━━━ Text passage ━━━

This is with gcc 7.2.0.

I understand that this is a somewhat-false positive since the lock always
precedes the unlock & writes to the value, but can we properly initialize
or annotate this?

cheers
Holger
--
To unsubscribe from this list: send the line "unsubscribe linux-btrfs" in
the body of a message to majordomo@vger.kernel.org
More majordomo info at  http://vger.kernel.org/majordomo-info.html

Jens Axboe Jan. 8, 2018, 8:15 p.m. UTC | #2

On 1/8/18 12:57 PM, Holger Hoffstätte wrote:
> On 01/08/18 20:15, Tejun Heo wrote:
>> Currently, blk-mq protects only the issue path with RCU.  This patch
>> puts the completion path under the same RCU protection.  This will be
>> used to synchronize issue/completion against timeout by later patches,
>> which will also add the comments.
>>
>> Signed-off-by: Tejun Heo <tj@kernel.org>
>> ---
>>  block/blk-mq.c | 5 +++++
>>  1 file changed, 5 insertions(+)

━━━ Dataset extract ━━━

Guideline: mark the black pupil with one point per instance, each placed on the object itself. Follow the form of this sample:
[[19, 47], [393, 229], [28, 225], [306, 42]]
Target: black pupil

━━━

◆ Given request A ◆
In the mailing-list excerpt, which path does blk-mq currently protect with RCU, according to the quoted patch?
◆ Given request B ◆
Duplicate everything in the mailing-list excerpt from "On 1/8/18 12:57" down to "add the comments.".
◆ Given request C ◆
Write the next part of the mailing-list excerpt, picking up right after its final line.

◆ Written reply A ◆
Only the issue path.

◆ Written reply B ◆
On 1/8/18 12:57 PM, Holger Hoffstätte wrote:
> On 01/08/18 20:15, Tejun Heo wrote:
>> Currently, blk-mq protects only the issue path with RCU.  This patch
>> puts the completion path under the same RCU protection.  This will be
>> used to synchronize issue/completion against timeout by later patches,
>> which will also add the comments.

◆ Written reply C ◆
>>
>> diff --git a/block/blk-mq.c b/block/blk-mq.c
>> index ddc9261..6741c3e 100644
>> --- a/block/blk-mq.c
>> +++ b/block/blk-mq.c
>> @@ -584,11 +584,16 @@ static void hctx_lock(struct blk_mq_hw_ctx *hctx, int *srcu_idx)
>>  void blk_mq_complete_request(struct request *rq)
>>  {
>>  	struct request_queue *q = rq->q;
>> +	struct blk_mq_hw_ctx *hctx = blk_mq_map_queue(q, rq->mq_ctx->cpu);
>> +	int srcu_idx;
>>  
>>  	if (unlikely(blk_should_fake_timeout(q)))
>>  		return;
>> +
>> +	hctx_lock(hctx, &srcu_idx);
>>  	if (!blk_mark_rq_complete(rq))
>>  		__blk_mq_complete_request(rq);
>> +	hctx_unlock(hctx, srcu_idx);
>>  }
>>  EXPORT_SYMBOL(blk_mq_complete_request);
> 
> So I've had v3 running fine with 4.14++ and when I first tried Jens'
> additional helpers on top, I got a bunch of warnings which I didn't
> investigate further at the time. Now they are back since the helpers
> moved into patch #1 and #2 correctly says:
> 
> ..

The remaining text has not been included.